- [WHAT YOU SHOULD DO] Would you please repeat all of the data exactly, omitting the pictures?

*** Opening of ENTRIES PROVIDED ***

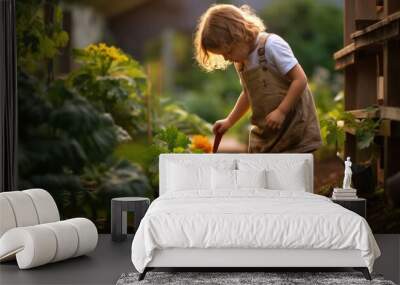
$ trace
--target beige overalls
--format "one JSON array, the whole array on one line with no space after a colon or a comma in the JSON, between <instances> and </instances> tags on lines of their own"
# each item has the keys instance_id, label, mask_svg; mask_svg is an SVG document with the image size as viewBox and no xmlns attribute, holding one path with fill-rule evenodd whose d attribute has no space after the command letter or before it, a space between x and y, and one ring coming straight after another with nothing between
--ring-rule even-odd
<instances>
[{"instance_id":1,"label":"beige overalls","mask_svg":"<svg viewBox=\"0 0 400 285\"><path fill-rule=\"evenodd\" d=\"M290 86L289 79L267 68L264 47L269 35L262 35L259 40L258 67L243 70L243 67L235 64L252 109L248 152L312 152L322 145L322 140L314 99L308 85L279 130L266 126L266 116L279 106Z\"/></svg>"}]
</instances>

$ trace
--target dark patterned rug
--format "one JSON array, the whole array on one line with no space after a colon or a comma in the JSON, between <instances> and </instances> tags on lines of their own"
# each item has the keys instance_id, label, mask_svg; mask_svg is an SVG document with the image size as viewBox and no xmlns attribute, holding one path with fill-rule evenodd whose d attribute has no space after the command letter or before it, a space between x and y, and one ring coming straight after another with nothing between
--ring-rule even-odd
<instances>
[{"instance_id":1,"label":"dark patterned rug","mask_svg":"<svg viewBox=\"0 0 400 285\"><path fill-rule=\"evenodd\" d=\"M324 285L358 285L379 284L395 285L384 280L381 275L372 274L372 281L364 278L360 272L148 272L146 278L138 281L139 273L122 274L116 285L133 284L213 284L213 285L246 285L246 284L324 284Z\"/></svg>"}]
</instances>

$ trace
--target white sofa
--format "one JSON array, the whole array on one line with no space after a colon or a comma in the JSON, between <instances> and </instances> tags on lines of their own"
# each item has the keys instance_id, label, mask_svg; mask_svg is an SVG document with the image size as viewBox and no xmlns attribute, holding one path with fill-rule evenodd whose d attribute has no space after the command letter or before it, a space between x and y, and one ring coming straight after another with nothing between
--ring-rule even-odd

*** Close of ENTRIES PROVIDED ***

- [COMPLETED TASK]
$ trace
--target beige overalls
--format "one JSON array, the whole array on one line with no space after a colon or a comma in the JSON, between <instances> and </instances> tags on lines of their own"
# each item has the keys instance_id, label, mask_svg; mask_svg is an SVG document with the image size as viewBox and no xmlns attribute, holding one path with fill-rule evenodd whose d attribute has no space after the command letter or before it, a space between x and y, and one ring coming straight after another with nothing between
--ring-rule even-odd
<instances>
[{"instance_id":1,"label":"beige overalls","mask_svg":"<svg viewBox=\"0 0 400 285\"><path fill-rule=\"evenodd\" d=\"M290 86L289 79L267 68L264 47L269 35L262 35L259 40L258 67L243 70L243 67L235 64L252 109L248 152L312 152L322 145L322 140L314 99L308 85L279 130L266 126L266 116L279 106Z\"/></svg>"}]
</instances>

$ trace
--target dark patterned rug
--format "one JSON array, the whole array on one line with no space after a colon or a comma in the JSON, between <instances> and </instances> tags on lines of their own"
# each item has the keys instance_id, label, mask_svg; mask_svg is an SVG document with the image size as viewBox and no xmlns attribute, holding one path with fill-rule evenodd whose d attribute has no space after the command letter or before it, a space between x and y, and one ring coming straight after another with nothing between
--ring-rule even-odd
<instances>
[{"instance_id":1,"label":"dark patterned rug","mask_svg":"<svg viewBox=\"0 0 400 285\"><path fill-rule=\"evenodd\" d=\"M324 285L358 285L379 284L395 285L384 280L381 275L372 274L372 281L364 278L360 272L148 272L146 278L138 281L139 273L122 274L116 285L133 284L213 284L213 285L246 285L246 284L324 284Z\"/></svg>"}]
</instances>

$ trace
--target white sofa
--format "one JSON array, the whole array on one line with no space after a colon or a comma in the JSON, between <instances> and </instances> tags on lines of their own"
# each item has the keys instance_id, label, mask_svg; mask_svg is an SVG document with the image size as viewBox and no xmlns attribute, holding one path with fill-rule evenodd whose d attribute has no space after the command letter or before it, a space between x and y, and one ring coming straight after another with nothing between
--ring-rule even-odd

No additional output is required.